BEGIN SOURCE MATERIAL

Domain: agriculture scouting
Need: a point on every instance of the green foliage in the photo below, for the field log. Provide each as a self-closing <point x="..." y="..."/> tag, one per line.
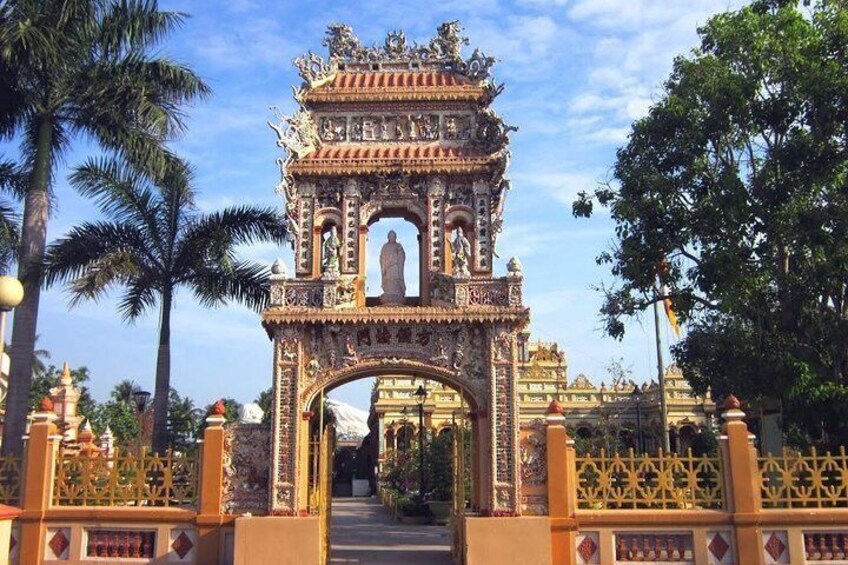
<point x="730" y="199"/>
<point x="264" y="402"/>
<point x="88" y="68"/>
<point x="439" y="467"/>
<point x="154" y="241"/>
<point x="705" y="443"/>
<point x="121" y="417"/>
<point x="183" y="422"/>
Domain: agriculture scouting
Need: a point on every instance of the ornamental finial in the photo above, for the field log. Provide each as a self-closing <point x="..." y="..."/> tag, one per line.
<point x="218" y="409"/>
<point x="555" y="408"/>
<point x="46" y="404"/>
<point x="732" y="403"/>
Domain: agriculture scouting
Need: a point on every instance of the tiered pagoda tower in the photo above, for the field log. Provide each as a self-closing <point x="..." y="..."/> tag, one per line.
<point x="396" y="131"/>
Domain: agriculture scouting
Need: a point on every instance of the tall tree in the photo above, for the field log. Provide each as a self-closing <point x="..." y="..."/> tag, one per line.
<point x="78" y="68"/>
<point x="10" y="183"/>
<point x="154" y="242"/>
<point x="732" y="201"/>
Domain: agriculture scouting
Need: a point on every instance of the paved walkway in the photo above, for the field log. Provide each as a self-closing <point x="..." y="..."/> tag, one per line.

END SOURCE MATERIAL

All of the records need repeating exactly, except for the pictures.

Domain: agriculture scouting
Need: a point on every instance of the green foliage in the photo below, for the field log. Provide each as a self-closing <point x="..." y="..."/> tag, one per line.
<point x="730" y="199"/>
<point x="264" y="402"/>
<point x="88" y="68"/>
<point x="439" y="467"/>
<point x="154" y="241"/>
<point x="705" y="443"/>
<point x="121" y="417"/>
<point x="183" y="422"/>
Domain: agriculture scouting
Need: a point on every instance of the ornamental finial in the photo above, for the field log. Provide each as a self-closing <point x="..." y="..."/> tag, one per line.
<point x="218" y="409"/>
<point x="555" y="408"/>
<point x="46" y="404"/>
<point x="732" y="403"/>
Domain: agriculture scouting
Need: a point on every instance of the tiered pagoda tower in the photo above, for the field log. Provide each as a self-closing <point x="..." y="..."/> tag, one per line.
<point x="396" y="131"/>
Domain: agriculture scouting
Need: a point on every instance of the tall tree in the photo above, for the field log. Provide each as a self-closing <point x="..." y="..."/> tag, one per line.
<point x="78" y="68"/>
<point x="10" y="183"/>
<point x="154" y="242"/>
<point x="732" y="201"/>
Domain: agriculture scouting
Need: a point on every instance of the paved walkway in the photo above, for the field log. Provide each as a self-closing <point x="..." y="..."/> tag, one per line.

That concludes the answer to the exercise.